• _TEXTE DE LA PAGE_
╭──

Et voilà le travail.

J’aimerais pouvoir dire que ce n’était "pas difficile". La vérité, c’est que ce genre de problème est compliqué quand on y touche pour la première fois, et cet exercice m’a rappelé les nombreuses heures que j’avais passées à implémenter des parseurs avec le Dragon Book sur les genoux pour comprendre comment ça marche il y a plusieurs années. Bref, non, ce n’était pas un exercice facile et ce n’est pas non plus un domaine facile.

De plus, ici, je pars du principe que les expressions sont bien formées, et notamment que les parenthèses sont bien équilibrées :

  • Si une parenthèse ouvrante n’est jamais fermée, on agit comme si la fermeture était impliquée à la fin.
  • Si on croise une parenthèse fermante non équilibrée avant la fin de l’expression, on court-circuite l’évaluation du reste.

Pire encore : dans cette implémentation, le symbole + est optionnel, et 8 9 sera automatiquement évalué comme 8 + 9 puisque + est l’opérateur de priorité maximale…

Mais ces considérations dépassent le cadre de cet exercice : si je me lançais dans un tutoriel pour écrire une grammaire robuste qui valide ses entrées, il me faudrait bien plus de place que celle que je m’autorise dans ces billets déjà bien denses…

Jour 19 : Et encore une grammaire !

Décidément, moi qui pensais qu’on ne toucherait pas à des grammaires ce mois-ci, j’étais totalement à côté de la plaque ! :D

Aujourd’hui, le but du jeu était d’implémenter un algorithme de matching pour un langage non régulier, autrement dit, pour un langage qui ne peut pas s’exprimer comme une expression régulière.

L’entrée nous fournit une grammaire comme celle-ci :

0: 1 2
1: "a"
2: 1 3 | 3 1
3: "b"

Posons un peu de vocabulaire :

  • Cette grammaire est composée de quatre règles (rules).
  • Les règles 1 et 3 matchent un caractère précis, on dit qu’elles sont terminales.
  • Les règles 0 et 2 sont dites non-terminales.
  • L’expression 1 2 (dans la règle 0) signifie "matche 1 suivi de 2".
  • La règle 2 est composée de deux séquences alternatives, il faut la lire comme : "matche 1 puis 3, ou bien 3 puis 1".

Ce qui va différencier les parties 1 et 2, c’est que dans la première partie, la grammaire ne sera pas récursive (il n’y a pas de cycle dans le graphe formé par les règles), alors que dans la seconde partie, nous avons deux règles explicitement récursives. Si je dis plus haut que ce langage est non régulier, c’est parce que l’une des règles récursives de la seconde partie s’exprime comme ceci :

11: 42 31 | 42 11 31

Autrement dit : "La règle 42 répétée un certain nombre (N) de fois, suivi de 31 répété précisément N fois". Aucun opérateur des expressions régulières ne permet de faire une telle chose (sinon, ça voudrait dire que l’on pourrait vérifier l’équilibrage des parenthèses au moyen d’une regexp). Je vous ferai grâce de la théorie qui vient derrière, mais on peut en conclure que le langage ainsi formé ne peut pas être représenté par un automate fini à cause de ce détail.

╰──

• _DONNÉES À UTILISER_

╭──

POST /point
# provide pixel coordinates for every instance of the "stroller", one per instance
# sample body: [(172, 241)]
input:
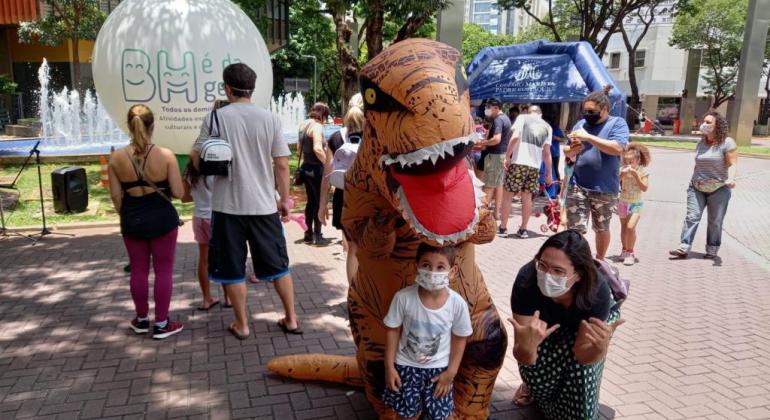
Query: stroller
[(552, 211)]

╰──

• _À FAIRE_
1: Selon le texte de la page, de combien de règles se compose la grammaire fournie en entrée ?
2: Recopiez à l'identique les lignes de toutes les entrées, sans reproduire les images.

• _RÉPONSES AUX EXERCICES_
1: Quatre règles.

2:
POST /point
# provide pixel coordinates for every instance of the "stroller", one per instance
# sample body: [(172, 241)]
input:
Query: stroller
[(552, 211)]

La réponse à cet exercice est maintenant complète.